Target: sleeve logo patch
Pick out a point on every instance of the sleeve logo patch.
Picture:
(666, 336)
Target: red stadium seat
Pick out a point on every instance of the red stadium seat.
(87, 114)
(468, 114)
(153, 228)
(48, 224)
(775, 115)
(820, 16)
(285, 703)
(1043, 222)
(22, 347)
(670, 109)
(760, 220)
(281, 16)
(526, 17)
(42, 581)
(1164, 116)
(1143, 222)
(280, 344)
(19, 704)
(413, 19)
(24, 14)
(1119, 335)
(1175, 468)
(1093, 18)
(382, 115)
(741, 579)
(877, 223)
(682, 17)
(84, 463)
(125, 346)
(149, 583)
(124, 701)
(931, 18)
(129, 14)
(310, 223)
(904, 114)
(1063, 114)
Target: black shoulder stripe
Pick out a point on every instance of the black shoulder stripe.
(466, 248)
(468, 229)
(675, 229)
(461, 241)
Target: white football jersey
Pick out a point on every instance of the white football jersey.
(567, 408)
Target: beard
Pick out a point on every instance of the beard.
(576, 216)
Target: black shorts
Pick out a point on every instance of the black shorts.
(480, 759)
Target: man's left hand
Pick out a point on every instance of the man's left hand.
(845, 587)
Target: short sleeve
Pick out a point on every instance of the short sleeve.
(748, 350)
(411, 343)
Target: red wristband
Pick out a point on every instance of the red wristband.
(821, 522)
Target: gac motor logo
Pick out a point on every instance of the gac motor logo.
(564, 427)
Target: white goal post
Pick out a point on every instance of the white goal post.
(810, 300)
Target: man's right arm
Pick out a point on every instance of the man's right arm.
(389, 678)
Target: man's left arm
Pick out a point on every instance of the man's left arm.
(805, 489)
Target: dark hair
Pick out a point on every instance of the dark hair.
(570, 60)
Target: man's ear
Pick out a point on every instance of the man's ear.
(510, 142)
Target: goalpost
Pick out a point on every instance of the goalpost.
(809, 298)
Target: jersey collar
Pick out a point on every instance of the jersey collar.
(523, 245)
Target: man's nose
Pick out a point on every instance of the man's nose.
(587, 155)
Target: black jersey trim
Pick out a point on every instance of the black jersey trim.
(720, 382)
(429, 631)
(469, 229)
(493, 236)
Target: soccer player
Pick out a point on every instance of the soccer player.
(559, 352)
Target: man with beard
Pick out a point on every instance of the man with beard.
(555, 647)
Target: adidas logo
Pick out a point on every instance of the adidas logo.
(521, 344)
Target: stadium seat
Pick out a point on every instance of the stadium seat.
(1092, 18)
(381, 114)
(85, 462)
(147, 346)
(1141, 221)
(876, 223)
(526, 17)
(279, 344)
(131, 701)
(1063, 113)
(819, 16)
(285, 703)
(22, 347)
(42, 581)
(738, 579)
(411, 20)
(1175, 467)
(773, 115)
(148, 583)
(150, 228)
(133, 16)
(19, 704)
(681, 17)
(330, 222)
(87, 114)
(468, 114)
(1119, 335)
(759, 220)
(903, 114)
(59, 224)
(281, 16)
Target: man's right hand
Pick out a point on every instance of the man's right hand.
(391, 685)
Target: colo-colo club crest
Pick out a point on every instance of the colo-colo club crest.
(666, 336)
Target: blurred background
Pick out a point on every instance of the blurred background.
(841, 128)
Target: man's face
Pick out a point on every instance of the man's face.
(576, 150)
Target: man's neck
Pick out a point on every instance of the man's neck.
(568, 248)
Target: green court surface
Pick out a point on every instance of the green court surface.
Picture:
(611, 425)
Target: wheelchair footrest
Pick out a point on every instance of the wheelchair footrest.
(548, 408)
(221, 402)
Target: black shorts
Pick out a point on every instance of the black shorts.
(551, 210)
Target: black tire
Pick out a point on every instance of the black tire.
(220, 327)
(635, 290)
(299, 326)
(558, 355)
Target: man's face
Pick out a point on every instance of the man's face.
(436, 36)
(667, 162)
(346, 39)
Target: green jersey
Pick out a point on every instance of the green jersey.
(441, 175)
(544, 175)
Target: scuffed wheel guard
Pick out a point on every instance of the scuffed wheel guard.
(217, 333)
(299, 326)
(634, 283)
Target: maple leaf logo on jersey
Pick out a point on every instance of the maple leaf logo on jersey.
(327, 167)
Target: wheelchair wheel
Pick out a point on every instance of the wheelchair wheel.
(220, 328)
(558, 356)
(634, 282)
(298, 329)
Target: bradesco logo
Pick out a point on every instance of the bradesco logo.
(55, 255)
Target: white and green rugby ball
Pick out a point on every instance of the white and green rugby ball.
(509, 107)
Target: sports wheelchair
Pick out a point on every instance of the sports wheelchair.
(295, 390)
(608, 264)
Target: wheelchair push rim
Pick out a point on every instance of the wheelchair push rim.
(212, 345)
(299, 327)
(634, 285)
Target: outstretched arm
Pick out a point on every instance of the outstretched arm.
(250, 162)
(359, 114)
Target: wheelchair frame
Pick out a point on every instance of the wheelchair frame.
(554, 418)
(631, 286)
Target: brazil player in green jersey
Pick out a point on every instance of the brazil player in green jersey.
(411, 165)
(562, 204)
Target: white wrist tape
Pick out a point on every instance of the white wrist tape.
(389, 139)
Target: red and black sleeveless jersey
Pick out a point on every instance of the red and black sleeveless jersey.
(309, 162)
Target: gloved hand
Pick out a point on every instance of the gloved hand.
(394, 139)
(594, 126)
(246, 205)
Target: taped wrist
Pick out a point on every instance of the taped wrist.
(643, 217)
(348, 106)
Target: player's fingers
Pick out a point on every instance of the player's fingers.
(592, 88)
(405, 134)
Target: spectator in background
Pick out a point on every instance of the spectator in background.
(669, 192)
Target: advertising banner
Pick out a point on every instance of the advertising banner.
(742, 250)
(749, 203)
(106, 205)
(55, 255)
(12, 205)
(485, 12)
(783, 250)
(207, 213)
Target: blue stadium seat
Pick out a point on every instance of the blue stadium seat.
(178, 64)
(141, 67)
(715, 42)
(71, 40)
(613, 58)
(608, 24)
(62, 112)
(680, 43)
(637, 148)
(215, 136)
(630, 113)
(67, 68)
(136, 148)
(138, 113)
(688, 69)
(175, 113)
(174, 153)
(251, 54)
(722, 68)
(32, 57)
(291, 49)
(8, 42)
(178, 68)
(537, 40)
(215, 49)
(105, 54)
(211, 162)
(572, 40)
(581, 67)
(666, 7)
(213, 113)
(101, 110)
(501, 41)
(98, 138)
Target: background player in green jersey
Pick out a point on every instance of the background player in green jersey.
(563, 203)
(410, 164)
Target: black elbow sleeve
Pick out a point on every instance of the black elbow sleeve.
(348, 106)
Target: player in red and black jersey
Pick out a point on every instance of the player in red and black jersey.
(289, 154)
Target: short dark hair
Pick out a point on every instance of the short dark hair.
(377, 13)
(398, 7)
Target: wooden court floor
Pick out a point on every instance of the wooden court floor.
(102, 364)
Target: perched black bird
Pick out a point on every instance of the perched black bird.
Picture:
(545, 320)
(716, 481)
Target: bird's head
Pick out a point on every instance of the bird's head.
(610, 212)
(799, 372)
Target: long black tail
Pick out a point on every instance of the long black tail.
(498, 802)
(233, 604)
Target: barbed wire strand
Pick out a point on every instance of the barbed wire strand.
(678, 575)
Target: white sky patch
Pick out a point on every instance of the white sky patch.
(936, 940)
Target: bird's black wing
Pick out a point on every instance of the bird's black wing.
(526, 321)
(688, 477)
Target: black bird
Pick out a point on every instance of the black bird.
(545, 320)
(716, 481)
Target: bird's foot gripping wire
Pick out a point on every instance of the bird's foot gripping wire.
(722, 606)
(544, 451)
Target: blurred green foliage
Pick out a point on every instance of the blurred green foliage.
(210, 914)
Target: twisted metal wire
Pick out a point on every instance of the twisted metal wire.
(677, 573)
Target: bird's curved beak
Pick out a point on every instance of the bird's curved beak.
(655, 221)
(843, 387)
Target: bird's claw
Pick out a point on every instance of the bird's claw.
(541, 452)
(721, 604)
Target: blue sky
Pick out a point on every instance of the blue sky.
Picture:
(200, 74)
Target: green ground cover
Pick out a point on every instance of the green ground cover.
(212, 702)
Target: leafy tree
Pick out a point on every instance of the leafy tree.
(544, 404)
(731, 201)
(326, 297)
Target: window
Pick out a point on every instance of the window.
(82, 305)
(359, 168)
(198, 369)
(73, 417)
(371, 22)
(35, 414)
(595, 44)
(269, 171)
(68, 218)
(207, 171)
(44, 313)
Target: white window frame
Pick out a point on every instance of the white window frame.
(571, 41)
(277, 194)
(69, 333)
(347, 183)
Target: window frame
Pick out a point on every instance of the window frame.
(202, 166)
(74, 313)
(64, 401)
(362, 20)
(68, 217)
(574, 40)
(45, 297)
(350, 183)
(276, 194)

**The exercise**
Starting at the line that contains "Target: bird's claw", print every line through the end of the listing, word for word. Leave out all the rest.

**Final answer**
Target: bird's claw
Pick out a point on every instance of the bird's claw.
(541, 452)
(721, 604)
Target: blue sky
Pick out a point on every instance of the blue sky.
Picture:
(200, 74)
Target: green ground cover
Pick out a point on every instance of the green ground cover.
(212, 702)
Target: leafy tree
Pick out a point on every instance of the leafy tree.
(544, 404)
(731, 201)
(326, 297)
Target: window
Pick out a point on every instance of the window.
(82, 305)
(359, 168)
(198, 369)
(73, 417)
(371, 22)
(35, 414)
(595, 44)
(269, 171)
(68, 218)
(207, 171)
(44, 313)
Target: white window frame
Pick out a point on every instance of the white window frame.
(571, 41)
(277, 194)
(69, 333)
(347, 183)
Target: window frame
Pick out a point on every instance of the window frame.
(202, 166)
(74, 313)
(64, 401)
(362, 20)
(68, 217)
(574, 40)
(45, 297)
(350, 183)
(276, 194)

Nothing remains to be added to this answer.